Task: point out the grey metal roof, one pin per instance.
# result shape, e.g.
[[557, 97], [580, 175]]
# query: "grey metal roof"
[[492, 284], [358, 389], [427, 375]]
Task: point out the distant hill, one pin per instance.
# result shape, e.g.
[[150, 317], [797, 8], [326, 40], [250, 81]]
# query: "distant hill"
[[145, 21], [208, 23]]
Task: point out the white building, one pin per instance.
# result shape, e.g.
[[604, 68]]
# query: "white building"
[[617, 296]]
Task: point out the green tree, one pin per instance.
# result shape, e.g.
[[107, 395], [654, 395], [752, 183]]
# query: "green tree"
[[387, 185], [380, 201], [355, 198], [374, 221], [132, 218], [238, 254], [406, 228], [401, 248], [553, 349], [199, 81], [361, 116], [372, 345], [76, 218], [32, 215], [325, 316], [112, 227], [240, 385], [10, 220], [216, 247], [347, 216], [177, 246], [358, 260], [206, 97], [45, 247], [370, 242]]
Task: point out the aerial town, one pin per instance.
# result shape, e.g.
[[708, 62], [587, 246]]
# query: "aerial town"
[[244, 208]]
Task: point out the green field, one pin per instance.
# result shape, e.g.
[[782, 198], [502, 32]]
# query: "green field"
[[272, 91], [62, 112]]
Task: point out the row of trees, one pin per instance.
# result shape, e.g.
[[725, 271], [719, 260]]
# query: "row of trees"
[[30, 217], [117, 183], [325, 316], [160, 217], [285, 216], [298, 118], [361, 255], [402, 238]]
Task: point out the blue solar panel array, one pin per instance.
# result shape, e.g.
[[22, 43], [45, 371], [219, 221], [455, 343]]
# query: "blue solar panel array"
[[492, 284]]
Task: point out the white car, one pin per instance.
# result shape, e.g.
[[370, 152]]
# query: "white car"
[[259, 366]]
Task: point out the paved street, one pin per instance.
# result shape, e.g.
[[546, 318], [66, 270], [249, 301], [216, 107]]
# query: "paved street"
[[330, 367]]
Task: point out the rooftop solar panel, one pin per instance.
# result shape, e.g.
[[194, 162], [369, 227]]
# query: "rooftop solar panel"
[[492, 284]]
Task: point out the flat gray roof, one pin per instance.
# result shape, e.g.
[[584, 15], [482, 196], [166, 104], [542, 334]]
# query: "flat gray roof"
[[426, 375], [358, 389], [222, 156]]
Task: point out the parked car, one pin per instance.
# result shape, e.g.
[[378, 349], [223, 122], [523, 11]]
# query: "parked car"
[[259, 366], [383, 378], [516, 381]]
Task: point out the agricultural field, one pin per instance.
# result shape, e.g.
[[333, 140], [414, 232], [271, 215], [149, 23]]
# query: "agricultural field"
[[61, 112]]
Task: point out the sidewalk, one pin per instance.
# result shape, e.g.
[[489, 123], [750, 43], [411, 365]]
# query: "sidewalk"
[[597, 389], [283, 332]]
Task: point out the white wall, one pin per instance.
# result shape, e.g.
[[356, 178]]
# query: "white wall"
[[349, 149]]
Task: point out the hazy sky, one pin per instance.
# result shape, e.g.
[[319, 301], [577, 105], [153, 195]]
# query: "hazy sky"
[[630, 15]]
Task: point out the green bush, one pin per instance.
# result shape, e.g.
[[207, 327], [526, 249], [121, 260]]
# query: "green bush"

Written task
Starting with the line that contains "Task: point out the white wall, one" and going on through the end of the material above, give those lines as a JSON list of strings, one string per line, leaving out blank lines.

Solution to the exercise
[
  "Task: point out the white wall, one pin per instance.",
  "# result shape, e.g.",
  "[[356, 178]]",
  "# query: \"white wall\"",
  "[[349, 149]]",
  "Task: point out the hazy sky, one pin per instance.",
  "# result shape, e.g.",
  "[[319, 301], [577, 105], [153, 195]]",
  "# query: \"hazy sky\"",
  "[[630, 15]]",
  "Task: point out the green bush, one pin per instance.",
  "# result shape, e.g.",
  "[[207, 327], [526, 249], [121, 260]]",
  "# query: \"green bush\""
]